According to the CDC’s National Health Interview Survey, the number of Americans suffering from chronic pain is on the rise. In 2019, 20.4% of adults experienced chronic pain with 7.4% afflicted by high-impact chronic pain – limiting their life or work activities. In 2023, the overall figure rose to 24.3%, with 8.5% suffering from high-impact pain.
The emotional trials and tribulations of dealing with chronic pain have also gained renewed public attention following Luigi Mangione’s recent revelation about his chronic pain struggles, sparking widespread discussions on social media surrounding how pervasive yet often invisible and isolating chronic pain can be.
For clinicians, treating this persistent condition is no less frustrating. Despite a widely held understanding within the provider community that chronic pain is often biopsychosocial in nature, the standard of care for addressing the mental health impacts are often limited to a hospital-distributed pamphlet, or a referral to the single hospital therapist on staff, who may only be available out-of-pocket.

AIM OF THE TASK
Answer these from the chronic pain text:
1. What percentage of adults experienced chronic pain in 2019?
2. What percentage suffered from high-impact chronic pain in 2023?
3. Whose revelation about chronic pain struggles drew renewed public attention?
The data that comes next has no connection to the chronic pain text.

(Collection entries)
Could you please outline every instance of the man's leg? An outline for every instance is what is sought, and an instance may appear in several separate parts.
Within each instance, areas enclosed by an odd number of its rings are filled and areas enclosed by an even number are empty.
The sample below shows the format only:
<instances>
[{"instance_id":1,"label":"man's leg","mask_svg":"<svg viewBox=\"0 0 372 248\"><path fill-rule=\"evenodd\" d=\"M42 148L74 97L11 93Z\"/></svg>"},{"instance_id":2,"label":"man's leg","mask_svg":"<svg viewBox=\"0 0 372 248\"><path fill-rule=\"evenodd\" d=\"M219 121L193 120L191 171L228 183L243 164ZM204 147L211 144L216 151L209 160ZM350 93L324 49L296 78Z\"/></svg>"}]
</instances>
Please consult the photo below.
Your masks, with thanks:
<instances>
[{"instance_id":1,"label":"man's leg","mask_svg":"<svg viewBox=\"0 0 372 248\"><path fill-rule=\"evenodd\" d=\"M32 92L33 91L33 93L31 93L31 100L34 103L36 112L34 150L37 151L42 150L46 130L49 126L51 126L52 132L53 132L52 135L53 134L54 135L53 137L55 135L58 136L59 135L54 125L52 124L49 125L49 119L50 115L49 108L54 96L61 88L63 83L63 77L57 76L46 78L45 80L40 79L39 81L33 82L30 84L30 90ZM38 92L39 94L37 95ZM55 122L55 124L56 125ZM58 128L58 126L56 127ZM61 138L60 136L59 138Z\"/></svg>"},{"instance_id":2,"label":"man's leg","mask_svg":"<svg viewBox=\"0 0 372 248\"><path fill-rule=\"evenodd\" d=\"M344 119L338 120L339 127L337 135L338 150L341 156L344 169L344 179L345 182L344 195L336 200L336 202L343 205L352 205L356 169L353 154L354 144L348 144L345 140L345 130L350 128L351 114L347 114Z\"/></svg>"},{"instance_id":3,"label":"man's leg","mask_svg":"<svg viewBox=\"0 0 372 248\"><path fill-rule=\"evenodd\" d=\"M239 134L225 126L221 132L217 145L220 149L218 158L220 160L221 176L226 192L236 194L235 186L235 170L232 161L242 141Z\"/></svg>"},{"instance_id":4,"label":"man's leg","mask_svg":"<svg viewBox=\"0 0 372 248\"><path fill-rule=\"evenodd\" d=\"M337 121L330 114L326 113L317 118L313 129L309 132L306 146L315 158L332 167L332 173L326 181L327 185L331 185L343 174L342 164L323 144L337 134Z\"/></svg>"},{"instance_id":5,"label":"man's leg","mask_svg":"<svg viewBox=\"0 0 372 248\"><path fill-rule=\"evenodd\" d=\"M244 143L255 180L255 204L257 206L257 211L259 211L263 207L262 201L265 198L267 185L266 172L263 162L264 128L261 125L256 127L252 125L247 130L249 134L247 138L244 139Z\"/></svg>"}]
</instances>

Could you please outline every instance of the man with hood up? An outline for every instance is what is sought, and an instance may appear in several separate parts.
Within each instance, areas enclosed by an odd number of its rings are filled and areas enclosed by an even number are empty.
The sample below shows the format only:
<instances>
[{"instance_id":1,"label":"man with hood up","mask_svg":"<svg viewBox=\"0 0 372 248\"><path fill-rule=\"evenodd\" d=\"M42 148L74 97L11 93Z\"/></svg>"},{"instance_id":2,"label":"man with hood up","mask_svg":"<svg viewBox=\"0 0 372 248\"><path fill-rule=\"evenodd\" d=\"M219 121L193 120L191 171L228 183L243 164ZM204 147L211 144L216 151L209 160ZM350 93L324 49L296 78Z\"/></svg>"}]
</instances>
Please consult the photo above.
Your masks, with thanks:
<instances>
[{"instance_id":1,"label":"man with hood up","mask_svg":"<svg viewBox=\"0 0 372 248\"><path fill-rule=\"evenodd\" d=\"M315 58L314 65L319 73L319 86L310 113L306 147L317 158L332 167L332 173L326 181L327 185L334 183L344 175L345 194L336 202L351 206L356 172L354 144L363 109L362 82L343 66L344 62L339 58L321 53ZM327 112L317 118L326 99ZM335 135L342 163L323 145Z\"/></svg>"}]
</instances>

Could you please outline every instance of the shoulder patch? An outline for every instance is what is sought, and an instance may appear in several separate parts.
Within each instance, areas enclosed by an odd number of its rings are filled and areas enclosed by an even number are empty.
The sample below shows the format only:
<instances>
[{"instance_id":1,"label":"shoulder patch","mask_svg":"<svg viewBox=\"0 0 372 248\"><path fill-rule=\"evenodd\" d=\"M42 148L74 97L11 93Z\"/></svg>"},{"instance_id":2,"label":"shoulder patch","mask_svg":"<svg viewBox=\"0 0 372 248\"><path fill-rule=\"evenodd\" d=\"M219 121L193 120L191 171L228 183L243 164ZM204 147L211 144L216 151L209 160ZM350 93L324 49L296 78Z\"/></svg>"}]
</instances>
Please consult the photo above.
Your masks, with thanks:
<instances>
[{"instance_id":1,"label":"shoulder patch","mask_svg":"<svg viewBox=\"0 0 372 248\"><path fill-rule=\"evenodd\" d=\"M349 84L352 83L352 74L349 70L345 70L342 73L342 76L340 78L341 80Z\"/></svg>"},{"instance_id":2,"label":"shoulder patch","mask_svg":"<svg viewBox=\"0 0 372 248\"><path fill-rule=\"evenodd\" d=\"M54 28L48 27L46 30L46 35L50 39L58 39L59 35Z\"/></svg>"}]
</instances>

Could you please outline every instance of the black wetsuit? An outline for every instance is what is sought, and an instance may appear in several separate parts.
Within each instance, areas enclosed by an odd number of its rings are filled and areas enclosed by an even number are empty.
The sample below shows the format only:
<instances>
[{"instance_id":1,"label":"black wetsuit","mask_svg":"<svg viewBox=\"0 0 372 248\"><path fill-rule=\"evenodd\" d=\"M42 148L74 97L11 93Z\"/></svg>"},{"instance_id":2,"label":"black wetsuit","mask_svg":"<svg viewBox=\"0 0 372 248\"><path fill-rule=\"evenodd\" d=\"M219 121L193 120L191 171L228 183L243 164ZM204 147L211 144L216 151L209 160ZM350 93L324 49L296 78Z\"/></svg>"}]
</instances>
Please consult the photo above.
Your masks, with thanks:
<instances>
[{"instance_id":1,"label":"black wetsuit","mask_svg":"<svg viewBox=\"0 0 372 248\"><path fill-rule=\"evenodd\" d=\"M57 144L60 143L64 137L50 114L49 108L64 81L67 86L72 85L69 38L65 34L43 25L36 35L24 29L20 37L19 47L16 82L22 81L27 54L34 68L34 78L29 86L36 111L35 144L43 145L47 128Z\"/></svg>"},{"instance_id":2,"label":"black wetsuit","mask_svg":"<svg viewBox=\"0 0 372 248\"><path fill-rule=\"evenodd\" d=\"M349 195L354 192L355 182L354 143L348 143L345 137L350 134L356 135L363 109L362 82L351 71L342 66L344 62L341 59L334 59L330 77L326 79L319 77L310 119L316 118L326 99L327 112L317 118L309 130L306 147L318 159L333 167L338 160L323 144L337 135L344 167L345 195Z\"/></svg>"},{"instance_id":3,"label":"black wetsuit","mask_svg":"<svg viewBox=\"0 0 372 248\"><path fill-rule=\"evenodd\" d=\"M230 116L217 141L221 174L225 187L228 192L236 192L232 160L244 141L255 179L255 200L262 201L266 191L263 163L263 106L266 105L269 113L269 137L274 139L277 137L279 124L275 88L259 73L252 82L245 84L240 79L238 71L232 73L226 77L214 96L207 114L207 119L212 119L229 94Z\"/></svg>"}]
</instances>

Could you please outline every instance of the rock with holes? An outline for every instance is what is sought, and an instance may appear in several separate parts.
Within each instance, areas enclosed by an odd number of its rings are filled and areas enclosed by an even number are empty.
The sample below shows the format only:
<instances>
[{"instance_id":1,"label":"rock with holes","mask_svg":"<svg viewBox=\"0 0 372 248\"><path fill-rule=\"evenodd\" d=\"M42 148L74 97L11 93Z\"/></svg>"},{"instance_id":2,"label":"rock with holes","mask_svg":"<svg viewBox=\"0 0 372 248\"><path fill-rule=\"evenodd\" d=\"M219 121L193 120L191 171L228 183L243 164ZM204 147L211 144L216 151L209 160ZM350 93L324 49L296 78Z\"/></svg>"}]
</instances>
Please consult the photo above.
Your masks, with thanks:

THE ANSWER
1. 20.4%
2. 8.5%
3. Luigi Mangione's